Requirement a = Echo back everything in the speech on regional Australia from "A profound opportunity" down to "know it works.", word for word.

Source =
Local, Independant and Effective

A profound opportunity lies before regional Australia, says Cathy McGowan

Posted June 09, 2017

 

Ms McGOWAN (Indi) (19:40): Tonight I rise to talk about the profound opportunity that exists for regional Australia. I will call on my community to keep on speaking up and encouraging others to do the same, and I will call on the government to take a strong leadership role to make the best of the opportunities regional Australia has. The national spotlight is firmly on Australia's regions, and quite rightly. There is nowhere more innovative, nowhere more agile, than in regional Australia, and the strength of our regions I believe lies in our connectedness. Our survival depends on building connections. People in rural Australia know that education, health and employment have to be addressed together. We believe in connections and we know it works.

For regional policy to have legitimacy, it needs to have the same approach—to make connections with the government, with issues and with the community it affects. We know that this approach works. It is an approach that has allowed me to represent my community as an Independent member since 2013. It has seen the establishment of the Alpine Valleys Dairy Pathways Project and a cross-border approach to vocational education and work force development. In Indi we ensure that the community plays an active role in developing their own solutions, and we call this 'The Indi Way'. The government has an opportunity, and I believe it has the goodwill, to lead for regional Australia. But to do so it must adopt a coordinated approach.

For too long the budget and specifically the regional budget statement have been seen as a way of understanding the government's plan for regional Australia. When I read these documents, all I see is a collection of individual investments across portfolios that tell me nothing about the government's overall strategy or vision for the region. I believe regional Australia deserves more. Last week Senator the Hon. Fiona Nash, Minister for Regional Development, unveiled 'Regions 2030: Unlocking opportunity in regional Australia'. It outlines the government's vision statement for regional Australia and its key initiatives but, for me, there is a missing link—how do these initiatives connect to support economic growth; how do they connect to bring better health and educational outcomes? I welcome the government's commitment to invest in working partnerships with communities and to support local decision making, but I want to build on this. The government knows that for regional Australia to reach its full potential it needs to build a lasting consensus across all levels of government, issues and communities, and it needs to invite experts and communities to have input. This should form the foundation of a regional policy for successive governments.

Collected data
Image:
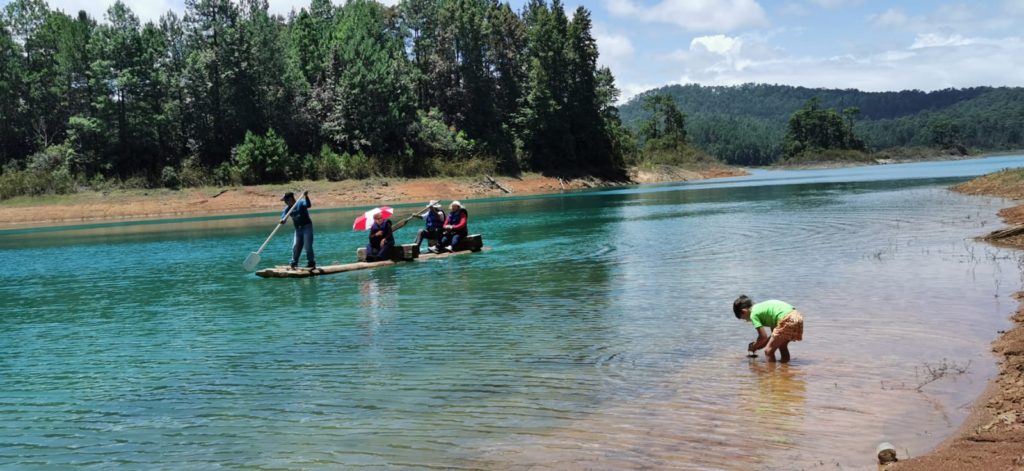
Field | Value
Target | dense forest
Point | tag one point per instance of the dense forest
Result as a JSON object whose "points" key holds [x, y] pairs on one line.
{"points": [[228, 93], [748, 124]]}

Requirement b = Duplicate every entry in the collected data above line for line, leaving the pictures out of your answer.

Exercise result a =
A profound opportunity lies before regional Australia, says Cathy McGowan

Posted June 09, 2017

 

Ms McGOWAN (Indi) (19:40): Tonight I rise to talk about the profound opportunity that exists for regional Australia. I will call on my community to keep on speaking up and encouraging others to do the same, and I will call on the government to take a strong leadership role to make the best of the opportunities regional Australia has. The national spotlight is firmly on Australia's regions, and quite rightly. There is nowhere more innovative, nowhere more agile, than in regional Australia, and the strength of our regions I believe lies in our connectedness. Our survival depends on building connections. People in rural Australia know that education, health and employment have to be addressed together. We believe in connections and we know it works.

Exercise result b =
Image:
Field | Value
Target | dense forest
Point | tag one point per instance of the dense forest
Result as a JSON object whose "points" key holds [x, y] pairs on one line.
{"points": [[228, 93], [748, 124]]}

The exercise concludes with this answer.